WHAT THIS TASK INVOLVES
The job is to find each line in the entries holding the string "rough" and copy that line.

☆ ☆ ☆ ☆

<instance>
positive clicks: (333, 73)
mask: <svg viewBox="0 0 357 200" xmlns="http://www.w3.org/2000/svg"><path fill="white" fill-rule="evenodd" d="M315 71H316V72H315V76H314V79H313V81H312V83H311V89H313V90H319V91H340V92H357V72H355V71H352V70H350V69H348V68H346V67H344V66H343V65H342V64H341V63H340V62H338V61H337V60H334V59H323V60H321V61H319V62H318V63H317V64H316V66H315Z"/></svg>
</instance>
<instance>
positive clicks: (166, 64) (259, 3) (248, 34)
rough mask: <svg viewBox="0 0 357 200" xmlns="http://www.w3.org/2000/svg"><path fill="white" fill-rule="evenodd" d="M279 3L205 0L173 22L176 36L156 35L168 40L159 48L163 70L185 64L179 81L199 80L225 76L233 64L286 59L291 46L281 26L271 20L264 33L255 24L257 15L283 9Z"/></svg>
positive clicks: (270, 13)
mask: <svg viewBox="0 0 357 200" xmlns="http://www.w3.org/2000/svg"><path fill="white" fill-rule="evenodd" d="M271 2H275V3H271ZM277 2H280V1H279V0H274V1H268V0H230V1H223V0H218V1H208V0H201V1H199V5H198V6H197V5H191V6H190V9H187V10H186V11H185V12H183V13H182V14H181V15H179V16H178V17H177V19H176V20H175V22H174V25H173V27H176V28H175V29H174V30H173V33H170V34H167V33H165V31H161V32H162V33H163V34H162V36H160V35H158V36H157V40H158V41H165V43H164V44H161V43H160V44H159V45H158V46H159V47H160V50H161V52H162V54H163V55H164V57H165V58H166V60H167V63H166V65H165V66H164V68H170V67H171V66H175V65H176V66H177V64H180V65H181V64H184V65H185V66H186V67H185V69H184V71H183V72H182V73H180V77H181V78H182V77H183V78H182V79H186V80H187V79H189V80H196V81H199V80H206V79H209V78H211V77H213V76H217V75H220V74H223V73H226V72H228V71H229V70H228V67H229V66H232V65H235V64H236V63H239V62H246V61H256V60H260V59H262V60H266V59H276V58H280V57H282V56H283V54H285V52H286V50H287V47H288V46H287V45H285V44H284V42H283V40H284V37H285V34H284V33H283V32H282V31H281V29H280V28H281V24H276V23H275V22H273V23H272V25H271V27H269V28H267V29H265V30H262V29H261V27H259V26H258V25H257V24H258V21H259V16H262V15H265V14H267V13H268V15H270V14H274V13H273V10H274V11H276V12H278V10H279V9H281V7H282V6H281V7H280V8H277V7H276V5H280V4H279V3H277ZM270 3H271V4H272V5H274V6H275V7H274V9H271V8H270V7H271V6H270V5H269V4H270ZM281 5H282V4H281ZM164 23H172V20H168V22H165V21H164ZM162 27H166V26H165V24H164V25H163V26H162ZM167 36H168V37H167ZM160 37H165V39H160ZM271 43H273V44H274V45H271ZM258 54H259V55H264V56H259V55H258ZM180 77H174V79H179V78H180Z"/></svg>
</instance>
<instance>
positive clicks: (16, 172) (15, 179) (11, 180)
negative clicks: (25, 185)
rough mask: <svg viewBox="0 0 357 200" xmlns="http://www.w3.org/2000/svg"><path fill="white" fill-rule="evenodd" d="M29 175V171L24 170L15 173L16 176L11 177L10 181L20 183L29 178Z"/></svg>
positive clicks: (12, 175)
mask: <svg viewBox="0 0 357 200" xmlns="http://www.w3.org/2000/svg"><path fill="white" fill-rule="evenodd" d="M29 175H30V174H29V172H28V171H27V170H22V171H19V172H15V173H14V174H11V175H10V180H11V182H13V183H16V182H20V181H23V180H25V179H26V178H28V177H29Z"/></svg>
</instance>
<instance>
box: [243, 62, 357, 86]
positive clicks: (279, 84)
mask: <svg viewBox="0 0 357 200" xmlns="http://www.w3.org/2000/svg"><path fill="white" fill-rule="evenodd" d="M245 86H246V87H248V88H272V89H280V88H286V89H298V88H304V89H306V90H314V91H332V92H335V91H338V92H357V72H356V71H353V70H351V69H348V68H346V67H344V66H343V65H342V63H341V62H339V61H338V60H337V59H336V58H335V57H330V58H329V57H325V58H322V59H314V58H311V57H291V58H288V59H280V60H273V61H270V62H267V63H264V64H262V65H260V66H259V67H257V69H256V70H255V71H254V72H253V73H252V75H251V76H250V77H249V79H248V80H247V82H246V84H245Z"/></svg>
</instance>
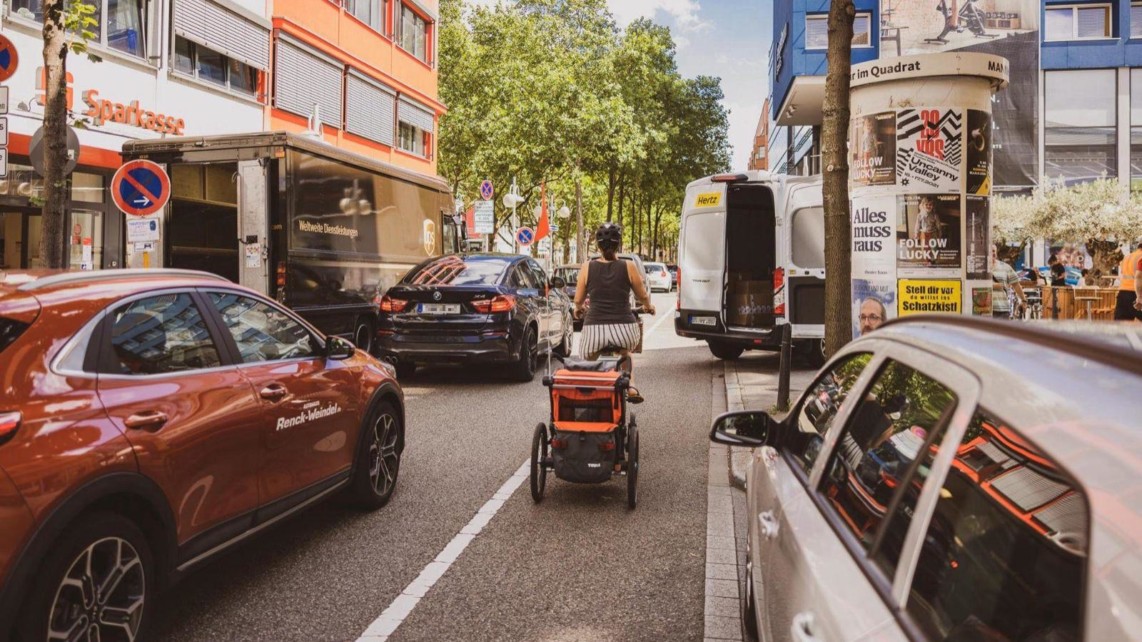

☆ ☆ ☆ ☆

TASK OUTPUT
rough mask: <svg viewBox="0 0 357 200" xmlns="http://www.w3.org/2000/svg"><path fill="white" fill-rule="evenodd" d="M279 3L205 0L173 22L176 36L156 35L168 40L159 48L163 70L185 64L179 81L199 80L225 76L233 64L286 59L291 46L281 26L271 20L264 33L255 24L257 15L283 9Z"/></svg>
rough mask: <svg viewBox="0 0 357 200" xmlns="http://www.w3.org/2000/svg"><path fill="white" fill-rule="evenodd" d="M29 175V171L24 170L15 173L16 176L11 177L10 181L20 183L29 178Z"/></svg>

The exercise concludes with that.